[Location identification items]
↓
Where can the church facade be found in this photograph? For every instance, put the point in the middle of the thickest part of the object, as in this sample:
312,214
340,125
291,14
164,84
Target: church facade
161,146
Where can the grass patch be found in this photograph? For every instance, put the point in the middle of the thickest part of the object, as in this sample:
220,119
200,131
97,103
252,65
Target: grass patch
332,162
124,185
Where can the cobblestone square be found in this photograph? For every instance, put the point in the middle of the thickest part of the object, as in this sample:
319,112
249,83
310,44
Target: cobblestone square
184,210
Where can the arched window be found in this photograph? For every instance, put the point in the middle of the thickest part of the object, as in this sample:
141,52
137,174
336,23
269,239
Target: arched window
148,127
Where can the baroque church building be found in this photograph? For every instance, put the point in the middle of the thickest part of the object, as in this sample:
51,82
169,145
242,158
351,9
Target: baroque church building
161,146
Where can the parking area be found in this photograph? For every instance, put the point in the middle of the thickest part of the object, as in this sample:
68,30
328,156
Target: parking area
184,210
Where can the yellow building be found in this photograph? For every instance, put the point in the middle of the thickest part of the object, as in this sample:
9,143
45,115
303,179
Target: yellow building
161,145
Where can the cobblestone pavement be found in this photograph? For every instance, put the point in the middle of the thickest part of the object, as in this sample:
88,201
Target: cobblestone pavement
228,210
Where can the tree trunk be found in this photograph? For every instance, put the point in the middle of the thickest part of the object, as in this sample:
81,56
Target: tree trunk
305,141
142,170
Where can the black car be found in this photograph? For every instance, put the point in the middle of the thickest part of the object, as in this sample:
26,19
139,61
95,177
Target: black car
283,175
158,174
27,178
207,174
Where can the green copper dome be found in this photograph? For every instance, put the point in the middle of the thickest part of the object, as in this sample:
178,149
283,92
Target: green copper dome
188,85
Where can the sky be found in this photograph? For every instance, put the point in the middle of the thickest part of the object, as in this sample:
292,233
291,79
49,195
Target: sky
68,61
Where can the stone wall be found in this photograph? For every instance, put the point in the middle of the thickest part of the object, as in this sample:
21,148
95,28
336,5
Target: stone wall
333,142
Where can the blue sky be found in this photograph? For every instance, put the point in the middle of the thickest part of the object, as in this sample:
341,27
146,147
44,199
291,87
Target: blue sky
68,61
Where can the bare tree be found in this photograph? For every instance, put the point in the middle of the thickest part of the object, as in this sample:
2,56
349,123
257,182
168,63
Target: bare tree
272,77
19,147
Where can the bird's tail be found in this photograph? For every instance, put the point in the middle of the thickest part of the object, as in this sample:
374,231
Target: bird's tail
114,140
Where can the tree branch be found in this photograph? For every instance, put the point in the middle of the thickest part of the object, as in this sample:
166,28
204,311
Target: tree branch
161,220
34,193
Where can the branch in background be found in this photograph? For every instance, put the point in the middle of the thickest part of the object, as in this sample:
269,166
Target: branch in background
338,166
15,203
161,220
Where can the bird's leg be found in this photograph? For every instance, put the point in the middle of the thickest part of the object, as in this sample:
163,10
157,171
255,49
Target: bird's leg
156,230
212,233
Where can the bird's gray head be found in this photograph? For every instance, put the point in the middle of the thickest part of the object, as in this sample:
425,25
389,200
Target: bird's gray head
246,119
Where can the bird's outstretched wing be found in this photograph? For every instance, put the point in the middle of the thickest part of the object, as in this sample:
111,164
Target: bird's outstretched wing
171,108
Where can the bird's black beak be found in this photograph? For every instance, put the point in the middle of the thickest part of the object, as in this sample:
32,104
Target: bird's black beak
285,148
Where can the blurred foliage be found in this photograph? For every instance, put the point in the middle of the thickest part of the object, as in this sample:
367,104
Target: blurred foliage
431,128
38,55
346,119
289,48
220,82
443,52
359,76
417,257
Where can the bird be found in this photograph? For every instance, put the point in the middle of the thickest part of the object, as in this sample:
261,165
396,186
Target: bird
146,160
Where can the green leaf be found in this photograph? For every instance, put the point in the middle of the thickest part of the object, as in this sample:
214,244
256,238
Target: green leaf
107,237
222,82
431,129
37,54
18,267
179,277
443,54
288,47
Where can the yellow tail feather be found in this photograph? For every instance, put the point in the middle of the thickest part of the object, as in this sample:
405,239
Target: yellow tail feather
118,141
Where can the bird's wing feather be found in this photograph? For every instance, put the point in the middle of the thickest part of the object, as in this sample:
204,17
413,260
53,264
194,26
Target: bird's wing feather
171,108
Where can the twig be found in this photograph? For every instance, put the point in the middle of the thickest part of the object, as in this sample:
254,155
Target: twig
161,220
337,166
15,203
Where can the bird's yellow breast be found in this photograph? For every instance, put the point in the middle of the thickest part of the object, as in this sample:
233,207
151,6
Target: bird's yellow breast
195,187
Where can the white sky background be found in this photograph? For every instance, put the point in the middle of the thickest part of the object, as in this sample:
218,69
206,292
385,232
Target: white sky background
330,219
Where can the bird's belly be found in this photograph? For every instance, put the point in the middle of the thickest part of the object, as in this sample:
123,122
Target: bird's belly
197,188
↑
STATED PROBLEM ->
Reproduce all of the material above word for word.

CORRECT ANSWER ->
Where can the church facade be found in this photograph? For every instance, put the point in the middle of the thickest part of the object, as in this sample:
312,214
340,125
291,14
164,84
Target: church facade
161,146
Where can the grass patch be found in this photograph? For every instance, put the point in the middle of the thickest part of the object, as in this sample:
220,119
200,131
97,103
252,65
Target: grass patch
332,162
124,185
Where can the cobblestone square be found in this photograph? For every instance, put the point in the middle of the thickest part of the object, as in this sample:
319,112
249,83
310,44
Target: cobblestone square
184,210
Where can the arched window be found in this photograph? For every instance, put the point in the middle of the thickest part of the object, as in this sample:
141,52
137,174
336,23
269,239
Target: arched window
148,127
Where can the baroque church building be found in this photograph? For every instance, put the point in the middle of the thickest part of the object, as in this sample:
51,82
169,145
242,158
351,9
Target: baroque church building
161,146
Where can the parking area be found in this photograph? For every instance, put the point in the middle of the thickest part of the object, as in this sample:
68,30
328,156
Target: parking area
184,210
Where can the yellow building be found in this photograph? For every instance, put the point in the middle of the thickest part of the object, as in this sample:
9,143
45,115
303,179
Target: yellow building
161,145
Where can the cobblestone pavement be found in this photograph? For every instance, put the point in the middle of the thickest part of the object, as in this sample:
88,201
Target: cobblestone pavement
228,210
Where can the tree trunk be found in this photograph? For every instance, put the point in the middle of the thickest part of the object, as in this sample:
81,56
Target: tree trunk
305,141
142,170
Where can the black car be found in this photograph? For every instance, put the point in the middle of the thickest part of the object, as in this sample:
26,19
139,61
95,177
Target: black car
283,175
158,174
27,178
207,174
Where can the green copper dome be found in this photograph? For every instance, put the point in the middle of the thickest part of the object, as in this sample:
178,149
283,92
Target: green copper dome
188,85
Where can the sky be found in this photograph? For every instance, put the point in the middle of the thickest part of the object, as in this sample:
292,233
291,79
49,195
Target: sky
68,61
Where can the stone wall be found in this photograph? For every instance, put the point in the middle of the thickest part of the object, as in this sample:
21,148
95,28
336,5
Target: stone wall
333,142
Where can the blue sky be found in this photograph? For every instance, put the point in the middle of the thickest part of the object, as in this sample:
341,27
146,147
44,199
291,87
Target: blue sky
68,61
Where can the bare tree be found in this photograph? For every instance, put the point in the middle of the thickest part of the object, as in this sample:
2,56
349,123
257,182
168,63
Target: bare tree
272,77
19,147
Where can the bird's tail be found in this photograph? For every instance, put the point in the middle of the thickest part of the object, as in this sample:
374,231
Target: bird's tail
114,140
Where can the tree branch be found in this photograph? For every instance, put the point in the middle of the thickest part of the object, as in this sample:
166,28
204,311
Target: tree branch
161,220
34,193
Where can the branch in background be found in this photograph? For every instance, put the point in the middle of the thickest part of the object, as in this sample:
269,166
Target: branch in background
338,166
15,203
161,220
Where can the bird's leg be found in this photograph? For every instance, put the point in the middle of the thickest part of the object, as in this sample:
163,10
157,171
255,49
Target: bird's leg
156,230
212,233
Where can the bird's gray head be found in this photograph? For every instance, put the point in the middle of the thickest part of the object, as in this sample:
425,25
389,200
Target: bird's gray head
246,119
Where can the bird's outstretched wing be found in this photograph? For every instance, put the point in the middle of the thickest part of the object, as in this sample:
111,164
Target: bird's outstretched wing
171,108
Where can the bird's black beak be found in this photograph? For every instance, put the point in the middle of the thickest part of the object, as in this sample:
32,104
Target: bird's black beak
285,148
Where can the blurred foliage be found in this photograph? For every instance, put the point in the middle of the thickest part of the object, as in this sample:
367,104
Target: blurred foliage
431,128
38,55
346,119
289,48
220,82
443,52
359,76
417,257
Where can the bird be found in this photograph? For every instance, put the point in the middle of the thickest part of the object, as in this sample:
261,165
396,186
Target: bird
146,160
Where can the green leaf be found in this photograph? For every instance, put the point in the middle of the thickest part of the object, as in this sample:
214,244
256,238
Target: green leaf
107,237
222,82
431,129
37,54
18,267
179,277
443,54
288,47
Where can the yellow tail feather be found in this photograph? For every instance, put the point in the middle of the thickest part of the object, as in this sample:
405,239
Target: yellow tail feather
118,141
Where can the bird's wing feather be found in this photograph? For every instance, put the point in the middle of the thickest part of the object, as in this sample:
204,17
413,260
53,264
194,26
Target: bird's wing feather
171,108
Where can the twig be found in this photograph? For every instance, put the point in the middle of the thickest part of the object, as in this sample:
254,155
Target: twig
161,220
337,166
15,203
Where can the bird's yellow breast be found in this photograph? For every instance, put the point in the middle of the thickest part of the object, as in this sample:
233,207
151,6
Target: bird's yellow breast
195,187
Where can the white sky background be found in this photograph? For every instance, put the point in the middle of the thickest part of the object, as in this sample:
218,69
206,292
385,232
Target: white sky background
330,219
Where can the bird's belly be found in this photograph? For every instance, put the point in the middle of the thickest part of the object, as in this sample:
123,122
Target: bird's belly
197,188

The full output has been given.